■ **Description of the task**: Rewrite every line of the listing below, leaving out the pictures, and shift each coordinate in the answers up by 89. Keep all other numbers, including the sample coordinates, unchanged.

■ **Material**:
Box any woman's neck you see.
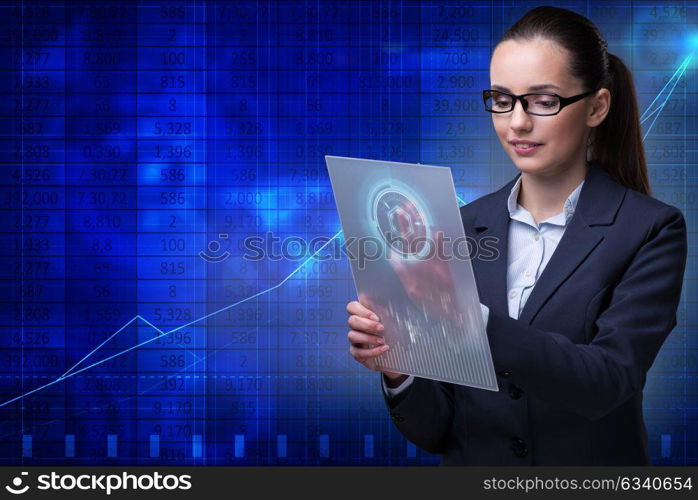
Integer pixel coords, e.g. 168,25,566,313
518,161,589,224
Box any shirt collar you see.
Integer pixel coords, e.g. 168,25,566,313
507,176,584,226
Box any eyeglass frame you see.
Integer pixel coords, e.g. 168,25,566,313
482,87,603,116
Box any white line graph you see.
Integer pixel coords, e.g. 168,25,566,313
0,53,694,408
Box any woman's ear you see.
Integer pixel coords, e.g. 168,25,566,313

■ **Finished answer**:
Box any woman's neck you see.
Integer pixel coords, e.g. 168,25,566,313
607,250,678,313
Box any shirt collar you see.
Integer pixel coords, e.g. 168,25,566,313
596,265,673,315
Box any eyeglass frame you see.
Integer pixel coords, e.g. 168,25,566,313
571,176,692,205
Box any white line graph you see.
Integer pixel coords, e.g. 168,25,566,313
89,142,783,497
Box any woman's ear you see.
Integer pixel coords, e.g. 168,25,566,313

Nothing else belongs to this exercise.